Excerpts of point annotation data
--------

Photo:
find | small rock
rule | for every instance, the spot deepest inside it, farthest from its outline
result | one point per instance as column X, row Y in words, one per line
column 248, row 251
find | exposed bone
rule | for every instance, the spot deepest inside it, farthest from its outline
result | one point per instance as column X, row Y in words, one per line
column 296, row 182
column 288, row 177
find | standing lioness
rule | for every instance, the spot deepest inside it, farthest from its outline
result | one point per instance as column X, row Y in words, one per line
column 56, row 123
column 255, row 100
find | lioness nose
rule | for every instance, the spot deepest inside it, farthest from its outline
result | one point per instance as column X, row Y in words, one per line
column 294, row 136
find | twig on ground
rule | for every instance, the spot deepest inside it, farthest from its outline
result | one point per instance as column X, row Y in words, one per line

--------

» **WORK TO DO**: Duplicate every line of the items above without changing anything.

» **THE COMPLETED TASK**:
Photo:
find | small rock
rule | for every instance, the spot deepest inside it, farthest from its outline
result | one point per instance as column X, row Y in words, one per line
column 248, row 251
find | exposed bone
rule | for every instance, the spot deepest inside it, farthest from its outline
result | one point per instance as column X, row Y in words, one per line
column 296, row 182
column 288, row 177
find | standing lioness
rule | for every instance, the spot deepest inside it, farthest from its outline
result | one point per instance as column X, row Y in words, one per line
column 56, row 123
column 255, row 100
find | lioness nose
rule | for every instance, the spot deepest inside it, farthest from its outline
result | one point per instance as column X, row Y in words, one per line
column 294, row 136
find | twig on ground
rule | for every instance, the spot deepest inside it, farthest from its outline
result | one point per instance as column X, row Y in words, one per line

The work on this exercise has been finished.